Work required: Give every line below again, exactly as it appears.

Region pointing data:
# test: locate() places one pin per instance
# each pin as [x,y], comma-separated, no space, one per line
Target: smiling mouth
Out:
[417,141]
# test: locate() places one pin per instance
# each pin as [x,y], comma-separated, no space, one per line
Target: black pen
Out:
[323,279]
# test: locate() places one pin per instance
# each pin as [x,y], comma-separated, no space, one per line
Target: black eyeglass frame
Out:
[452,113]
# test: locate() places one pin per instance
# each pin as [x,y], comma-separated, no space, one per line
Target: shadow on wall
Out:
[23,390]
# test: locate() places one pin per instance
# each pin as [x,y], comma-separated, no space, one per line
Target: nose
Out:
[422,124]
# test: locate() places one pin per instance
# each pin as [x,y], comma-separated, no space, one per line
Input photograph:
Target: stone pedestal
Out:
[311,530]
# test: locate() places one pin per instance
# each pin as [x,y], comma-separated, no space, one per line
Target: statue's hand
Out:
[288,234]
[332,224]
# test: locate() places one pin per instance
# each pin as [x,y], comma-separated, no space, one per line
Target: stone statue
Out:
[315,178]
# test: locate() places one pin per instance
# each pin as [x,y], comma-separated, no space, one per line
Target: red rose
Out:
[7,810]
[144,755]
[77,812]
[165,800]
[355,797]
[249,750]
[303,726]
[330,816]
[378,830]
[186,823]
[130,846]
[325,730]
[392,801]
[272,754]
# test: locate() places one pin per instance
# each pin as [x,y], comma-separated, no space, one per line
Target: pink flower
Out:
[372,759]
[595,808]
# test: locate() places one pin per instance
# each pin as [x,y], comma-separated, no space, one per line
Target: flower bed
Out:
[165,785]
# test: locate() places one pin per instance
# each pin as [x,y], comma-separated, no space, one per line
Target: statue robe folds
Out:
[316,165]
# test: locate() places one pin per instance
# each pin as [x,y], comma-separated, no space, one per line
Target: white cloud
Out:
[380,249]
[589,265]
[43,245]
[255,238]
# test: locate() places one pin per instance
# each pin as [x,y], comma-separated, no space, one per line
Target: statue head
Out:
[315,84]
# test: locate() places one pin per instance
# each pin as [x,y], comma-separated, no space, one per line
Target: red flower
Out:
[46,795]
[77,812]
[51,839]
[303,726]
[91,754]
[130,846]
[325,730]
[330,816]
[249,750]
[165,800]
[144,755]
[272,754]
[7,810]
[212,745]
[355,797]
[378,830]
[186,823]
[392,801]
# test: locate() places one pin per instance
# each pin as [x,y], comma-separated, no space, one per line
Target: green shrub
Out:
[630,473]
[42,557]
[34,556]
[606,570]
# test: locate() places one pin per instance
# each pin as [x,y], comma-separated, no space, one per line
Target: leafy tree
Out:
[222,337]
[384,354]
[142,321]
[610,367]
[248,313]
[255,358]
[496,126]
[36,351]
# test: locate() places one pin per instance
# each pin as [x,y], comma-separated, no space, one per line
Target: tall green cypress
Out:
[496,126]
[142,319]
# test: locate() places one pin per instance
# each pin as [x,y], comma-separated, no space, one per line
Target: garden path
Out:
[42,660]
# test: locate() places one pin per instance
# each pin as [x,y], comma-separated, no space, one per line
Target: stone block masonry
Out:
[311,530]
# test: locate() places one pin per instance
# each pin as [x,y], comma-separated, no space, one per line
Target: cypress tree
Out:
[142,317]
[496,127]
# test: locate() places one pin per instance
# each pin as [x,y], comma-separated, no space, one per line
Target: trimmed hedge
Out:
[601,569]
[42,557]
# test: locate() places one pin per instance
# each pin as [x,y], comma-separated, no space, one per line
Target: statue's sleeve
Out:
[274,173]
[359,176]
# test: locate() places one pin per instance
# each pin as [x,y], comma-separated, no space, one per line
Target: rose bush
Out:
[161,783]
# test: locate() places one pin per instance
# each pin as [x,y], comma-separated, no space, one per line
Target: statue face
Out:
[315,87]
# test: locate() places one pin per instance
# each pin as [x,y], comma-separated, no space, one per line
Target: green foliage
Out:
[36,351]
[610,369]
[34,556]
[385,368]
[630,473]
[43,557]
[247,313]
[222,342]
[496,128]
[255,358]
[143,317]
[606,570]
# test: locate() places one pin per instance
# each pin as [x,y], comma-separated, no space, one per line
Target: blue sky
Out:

Response area:
# test: locate() places one pin per instance
# each pin as [x,y], comma-separated, no space, one per line
Target: smiling mouth
Out:
[417,141]
# test: locate() places one pin per instance
# each pin as [x,y], comma-separated, no space, one per line
Target: black pen
Out:
[323,279]
# test: locate() places one pin per instance
# each pin as [x,y], comma-separated, no space, one per line
Target: black eyeglass frame
Out:
[452,113]
# test: locate() places one pin per instance
# each pin as [x,y], comma-separated, no space, one per line
Target: shadow on wall
Out:
[23,390]
# test: locate() places one pin per instance
# each pin as [x,y], comma-separated, no space, one per line
Target: nose
Out:
[422,124]
# test: locate() places one pin per instance
# each pin as [x,y], comma-separated, no space, one per line
Input photograph:
Target: stone pedestal
Out:
[311,530]
# test: locate() places one pin per instance
# each pin as [x,y], comma-separated, no space, one per line
Target: statue's hand
Out:
[288,234]
[332,224]
# test: locate() places one pin per instance
# each pin as [x,y], comma-separated, no space, one per line
Target: stone statue
Out:
[315,178]
# test: locate() places one pin per instance
# each pin as [x,y], comma-separated, no space, one per line
Target: red rose
Out:
[7,810]
[144,755]
[77,812]
[165,800]
[355,797]
[249,750]
[303,726]
[330,816]
[378,830]
[186,823]
[130,846]
[325,730]
[392,801]
[272,754]
# test: locate() places one pin per instance
# each pin as [x,y], comma-separated, no space, one per line
Target: pink flower
Out:
[372,759]
[595,808]
# test: locate() places one pin per instance
# each pin as [x,y], comma-separated, no space, one per line
Target: flower bed
Out:
[165,785]
# test: locate() places one pin per instance
# each pin as [x,y], comma-separated, no space, one per line
Target: statue robe folds
Out:
[316,165]
# test: locate() places one pin per instance
# each pin as [x,y], comma-separated, no space, one per line
Target: white cloud
Out:
[380,249]
[589,265]
[43,245]
[255,238]
# test: locate() places one pin per instance
# each pin as [x,y], comma-separated, no space, one per line
Target: statue head
Out:
[315,84]
# test: locate() places one pin per instance
# each pin as [x,y], comma-separated, no space, one per line
Target: red flower
Out:
[46,795]
[77,812]
[51,839]
[303,726]
[91,754]
[130,846]
[325,730]
[330,816]
[249,750]
[165,800]
[144,755]
[272,754]
[7,810]
[212,745]
[355,797]
[378,830]
[186,823]
[392,801]
# test: locate() places one pin per instance
# each pin as [x,y], comma-separated, no space, one per line
Target: green shrub
Out:
[630,473]
[42,557]
[34,556]
[606,570]
# test: locate() places one pin per instance
# each pin as [x,y], comma-separated, no space, one per line
Target: leafy tree
Out:
[222,337]
[384,354]
[142,321]
[610,367]
[248,313]
[255,358]
[496,126]
[36,351]
# test: locate() places one pin per instance
# each pin as [x,y], comma-separated, no space, one per line
Target: tall green cypress
Out:
[496,126]
[142,319]
# test: locate() places one pin per instance
# each pin as [x,y], comma-separated, no space, one per line
Target: garden path
Out:
[42,660]
# test: locate() places one pin per instance
# each pin as [x,y], comma-separated, no space, one per line
Target: stone block masonry
Out:
[311,530]
# test: locate() places one pin per instance
# each pin as [x,y], comma-separated, no space, one per line
Target: cypress tree
Out:
[142,317]
[496,127]
# test: locate() places one pin per instance
# each pin as [x,y], comma-separated, no space, one per line
Target: trimmed hedge
Out:
[601,569]
[42,557]
# test: locate() places one pin per instance
# each pin as [x,y], comma-separated, no space, one per line
Target: statue's sleeve
Out:
[274,173]
[359,176]
# test: locate() places one pin per instance
# each pin as [x,y], comma-separated, no space, one per line
Target: rose bush
Out:
[161,783]
# test: locate() places one pin per instance
# each pin as [x,y], comma-separated, no space, one per line
Target: statue face
Out:
[315,87]
# test: locate() places one pin per instance
# each pin as [x,y], comma-separated, no space, one per line
Target: green foliage
Out:
[36,351]
[610,369]
[34,556]
[385,368]
[630,473]
[43,557]
[247,313]
[222,342]
[496,128]
[255,358]
[143,317]
[606,570]
# test: locate() places one pin per instance
# each pin as [x,y], comma-separated, no space, one per line
Target: blue sky
Out:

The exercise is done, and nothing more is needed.